Ejercicio A:
Localiza y copia cada línea de los registros que contenga la palabra "overcast". Distingue entre mayúsculas y minúsculas.
---------- Texto proporcionado
Portada » Filosofía » Pilares del Pensamiento Occidental: De la Ética Aristotélica a la Mente Cartesiana y el Empirismo de Hume
Aristóteles, discípulo de Platón, desarrolló una filosofía que, si bien partía de su maestro, presentaba profundas divergencias. Rechazó el mundo de las Ideas platónico y la existencia de un bien universal e inmutable, argumentando que la ética y la política deben basarse en la experiencia concreta y los hábitos. Para Aristóteles, el conocimiento no reside en un mundo ideal, sino en la realidad sensible.
Frente a la Idea del Bien de Platón, Aristóteles propone la eudaimonía (vida buena o florecimiento humano) como el bien supremo, una vida feliz y plena. Introduce la phrónesis (prudencia), que es la capacidad de tomar buenas decisiones en cada situación particular.
La filosofía aristotélica es profundamente teleológica: toda la naturaleza tiene un télos (fin). El fin del ser humano es vivir según la razón y practicar las virtudes. La eudaimonía es el bien supremo, una vida feliz y plena.
La virtud (areté) es la excelencia del carácter y se adquiere con la práctica. Aristóteles distingue dos tipos de virtudes:
La felicidad, o eudaimonía, no se encuentra en los placeres ni en los bienes materiales. Se logra viviendo de forma virtuosa y racional, y requiere una vida activa en comunidad (la polis).
El ser humano es, por naturaleza, un animal político. La política es natural y surge de la necesidad de convivir y usar la razón. La polis es la forma más alta de comunidad que permite desarrollar virtudes y alcanzar la eudaimonía.
Aristóteles clasifica las formas de gobierno según su fin:
El objetivo de la política no es solo organizar el poder, sino educar en la virtud, asegurar el bien común y ayudar a los ciudadanos a vivir conforme a su naturaleza racional.
--------------------
---------- Registros extraídos
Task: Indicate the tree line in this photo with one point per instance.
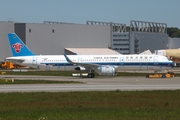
(173, 32)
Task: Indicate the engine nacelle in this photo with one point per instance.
(106, 71)
(80, 68)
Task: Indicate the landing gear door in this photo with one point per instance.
(155, 60)
(122, 61)
(79, 60)
(34, 61)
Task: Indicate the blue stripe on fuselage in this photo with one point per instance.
(165, 64)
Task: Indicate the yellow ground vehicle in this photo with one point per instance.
(9, 65)
(161, 75)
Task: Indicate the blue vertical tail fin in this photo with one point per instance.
(18, 47)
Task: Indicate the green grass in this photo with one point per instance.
(69, 73)
(114, 105)
(16, 81)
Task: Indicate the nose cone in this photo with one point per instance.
(174, 64)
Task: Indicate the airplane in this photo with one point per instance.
(105, 65)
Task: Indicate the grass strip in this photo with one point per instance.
(69, 73)
(16, 81)
(112, 105)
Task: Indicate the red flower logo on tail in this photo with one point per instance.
(17, 47)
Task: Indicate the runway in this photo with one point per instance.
(92, 84)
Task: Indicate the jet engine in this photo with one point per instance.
(80, 68)
(106, 70)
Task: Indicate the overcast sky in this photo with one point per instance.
(80, 11)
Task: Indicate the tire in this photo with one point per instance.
(163, 76)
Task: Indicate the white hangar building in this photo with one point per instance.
(58, 37)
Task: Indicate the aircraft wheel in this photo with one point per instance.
(164, 76)
(90, 75)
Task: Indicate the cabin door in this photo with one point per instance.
(155, 60)
(34, 61)
(121, 61)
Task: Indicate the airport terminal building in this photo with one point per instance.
(54, 37)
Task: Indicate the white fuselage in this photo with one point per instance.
(123, 62)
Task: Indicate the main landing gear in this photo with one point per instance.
(90, 75)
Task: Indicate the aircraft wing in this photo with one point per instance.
(86, 65)
(15, 60)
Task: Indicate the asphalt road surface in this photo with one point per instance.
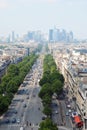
(26, 107)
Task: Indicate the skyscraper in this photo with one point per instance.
(13, 36)
(51, 35)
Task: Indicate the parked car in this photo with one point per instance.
(14, 120)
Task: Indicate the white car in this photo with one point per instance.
(18, 121)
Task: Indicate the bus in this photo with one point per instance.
(78, 121)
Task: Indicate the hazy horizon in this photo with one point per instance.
(24, 15)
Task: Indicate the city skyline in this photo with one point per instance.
(24, 15)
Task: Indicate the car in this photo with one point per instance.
(15, 111)
(22, 100)
(24, 105)
(7, 121)
(68, 106)
(14, 120)
(70, 110)
(27, 97)
(67, 113)
(74, 114)
(43, 118)
(18, 120)
(56, 112)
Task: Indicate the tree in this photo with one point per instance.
(47, 125)
(57, 86)
(13, 70)
(47, 110)
(46, 89)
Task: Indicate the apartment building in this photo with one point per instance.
(73, 66)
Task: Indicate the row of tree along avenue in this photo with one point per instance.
(11, 81)
(51, 82)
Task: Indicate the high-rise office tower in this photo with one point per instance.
(13, 36)
(51, 35)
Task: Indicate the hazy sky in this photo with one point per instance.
(24, 15)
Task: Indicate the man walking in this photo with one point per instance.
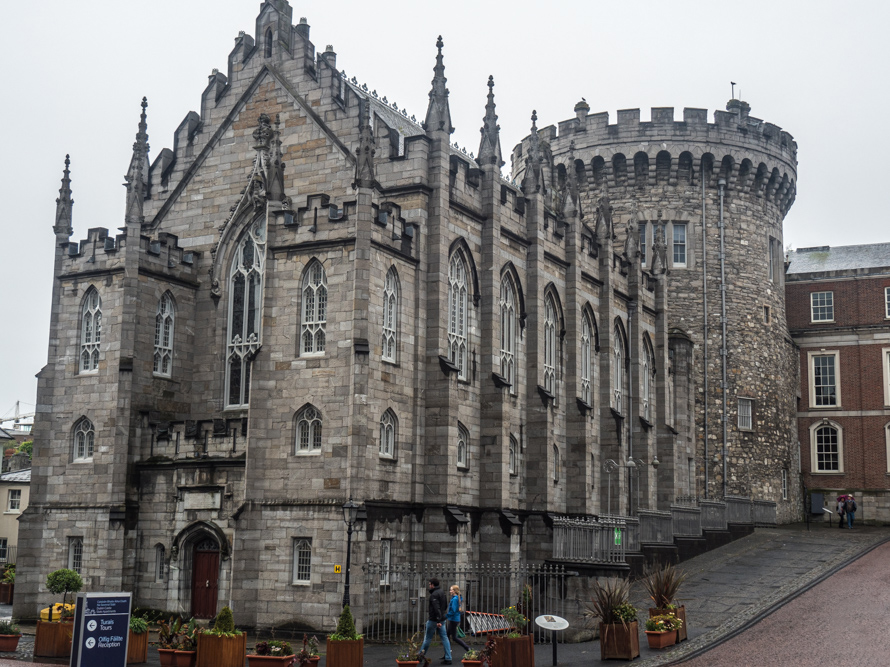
(438, 608)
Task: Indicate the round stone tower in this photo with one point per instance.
(668, 177)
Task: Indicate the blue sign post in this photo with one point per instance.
(101, 630)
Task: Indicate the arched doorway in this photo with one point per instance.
(205, 577)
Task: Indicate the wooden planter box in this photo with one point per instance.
(216, 651)
(9, 643)
(53, 640)
(619, 641)
(271, 660)
(679, 612)
(137, 648)
(659, 640)
(519, 652)
(346, 653)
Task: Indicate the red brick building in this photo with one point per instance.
(838, 302)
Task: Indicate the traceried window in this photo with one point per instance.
(822, 306)
(315, 308)
(463, 447)
(388, 426)
(160, 569)
(827, 449)
(302, 560)
(164, 321)
(84, 440)
(508, 332)
(746, 414)
(679, 244)
(75, 554)
(586, 360)
(824, 380)
(390, 315)
(308, 431)
(90, 331)
(245, 312)
(549, 345)
(457, 314)
(617, 370)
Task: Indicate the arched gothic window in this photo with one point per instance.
(618, 371)
(84, 440)
(388, 428)
(390, 315)
(508, 332)
(315, 309)
(463, 447)
(90, 332)
(457, 314)
(550, 345)
(308, 431)
(164, 322)
(245, 311)
(587, 367)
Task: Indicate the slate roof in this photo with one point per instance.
(20, 476)
(840, 258)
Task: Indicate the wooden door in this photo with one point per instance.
(205, 579)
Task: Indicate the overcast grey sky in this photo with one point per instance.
(77, 69)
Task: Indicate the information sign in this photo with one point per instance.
(101, 630)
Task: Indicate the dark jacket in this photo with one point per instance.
(438, 605)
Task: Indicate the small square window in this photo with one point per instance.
(822, 306)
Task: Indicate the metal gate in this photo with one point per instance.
(396, 602)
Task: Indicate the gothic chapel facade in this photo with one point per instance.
(314, 298)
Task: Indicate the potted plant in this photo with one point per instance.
(51, 639)
(9, 635)
(7, 584)
(618, 627)
(661, 631)
(346, 648)
(308, 655)
(662, 585)
(222, 645)
(271, 652)
(516, 649)
(137, 646)
(474, 658)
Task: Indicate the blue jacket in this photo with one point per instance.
(454, 609)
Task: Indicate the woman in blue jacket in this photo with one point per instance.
(453, 617)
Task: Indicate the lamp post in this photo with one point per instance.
(350, 514)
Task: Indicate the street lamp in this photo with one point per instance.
(350, 515)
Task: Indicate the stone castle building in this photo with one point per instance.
(315, 298)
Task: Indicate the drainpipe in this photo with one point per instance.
(721, 184)
(704, 280)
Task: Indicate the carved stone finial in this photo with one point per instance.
(490, 145)
(365, 176)
(438, 113)
(137, 174)
(64, 203)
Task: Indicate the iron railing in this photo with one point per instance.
(738, 509)
(764, 513)
(686, 521)
(655, 527)
(713, 514)
(396, 605)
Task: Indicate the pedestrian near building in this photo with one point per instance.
(438, 609)
(850, 508)
(455, 608)
(841, 503)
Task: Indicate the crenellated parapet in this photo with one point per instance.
(753, 157)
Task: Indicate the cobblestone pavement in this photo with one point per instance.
(727, 591)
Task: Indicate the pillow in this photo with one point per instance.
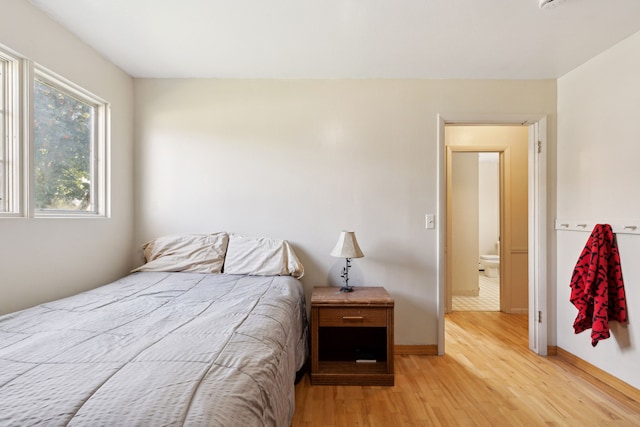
(261, 256)
(200, 253)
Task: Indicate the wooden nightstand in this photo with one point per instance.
(351, 326)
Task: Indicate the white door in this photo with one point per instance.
(538, 316)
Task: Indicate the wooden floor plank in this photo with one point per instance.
(488, 377)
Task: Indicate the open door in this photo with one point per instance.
(537, 220)
(538, 318)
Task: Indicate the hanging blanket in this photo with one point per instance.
(597, 288)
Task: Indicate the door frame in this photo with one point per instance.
(537, 305)
(504, 163)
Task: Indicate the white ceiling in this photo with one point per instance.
(495, 39)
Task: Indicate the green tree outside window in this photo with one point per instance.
(63, 144)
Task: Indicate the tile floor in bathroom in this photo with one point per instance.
(488, 300)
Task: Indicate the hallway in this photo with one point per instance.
(488, 377)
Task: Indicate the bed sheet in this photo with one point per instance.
(157, 349)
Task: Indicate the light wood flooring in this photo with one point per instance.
(488, 298)
(488, 377)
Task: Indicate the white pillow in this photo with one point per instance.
(200, 253)
(261, 256)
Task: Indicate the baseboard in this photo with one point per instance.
(420, 350)
(615, 383)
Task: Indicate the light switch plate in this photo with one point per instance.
(430, 221)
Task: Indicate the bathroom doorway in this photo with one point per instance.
(463, 144)
(475, 187)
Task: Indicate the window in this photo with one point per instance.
(53, 144)
(68, 148)
(10, 160)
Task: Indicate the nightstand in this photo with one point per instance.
(351, 336)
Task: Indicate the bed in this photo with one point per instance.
(163, 347)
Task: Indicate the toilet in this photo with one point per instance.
(491, 263)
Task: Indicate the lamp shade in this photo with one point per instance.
(347, 246)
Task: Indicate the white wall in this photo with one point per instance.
(463, 251)
(44, 259)
(598, 151)
(303, 159)
(488, 202)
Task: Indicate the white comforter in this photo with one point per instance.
(156, 349)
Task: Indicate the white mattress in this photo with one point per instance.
(157, 349)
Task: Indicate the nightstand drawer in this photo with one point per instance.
(352, 316)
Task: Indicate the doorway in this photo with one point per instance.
(463, 143)
(534, 256)
(473, 231)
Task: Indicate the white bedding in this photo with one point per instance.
(156, 349)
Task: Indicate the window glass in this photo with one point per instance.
(64, 144)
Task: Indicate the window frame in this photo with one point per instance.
(99, 149)
(12, 143)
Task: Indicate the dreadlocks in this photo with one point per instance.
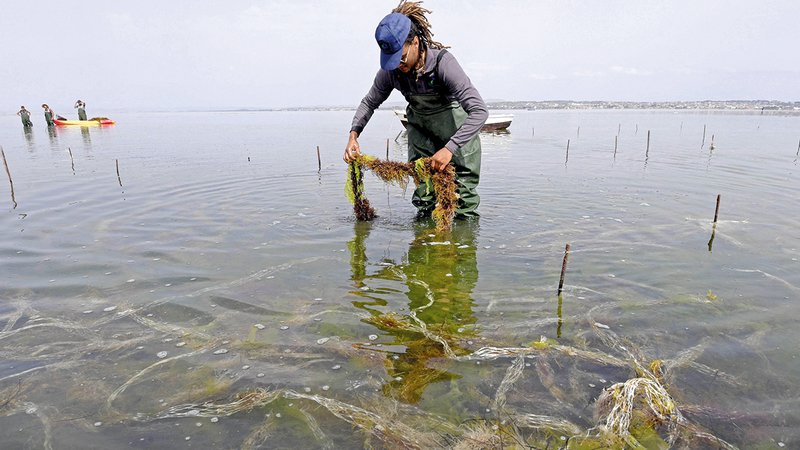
(420, 27)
--------------------
Ejercicio B:
Cita literalmente el pasaje del texto proporcionado que empieza en "Frente a la" y llega hasta "cada situación particular.", incluido este último.

Respuesta completa A:
Task: Indicate the overcast sky in this photo with one point per instance.
Task: Indicate the overcast grey sky in this photo with one point per instance.

Respuesta completa B:
Frente a la Idea del Bien de Platón, Aristóteles propone la eudaimonía (vida buena o florecimiento humano) como el bien supremo, una vida feliz y plena. Introduce la phrónesis (prudencia), que es la capacidad de tomar buenas decisiones en cada situación particular.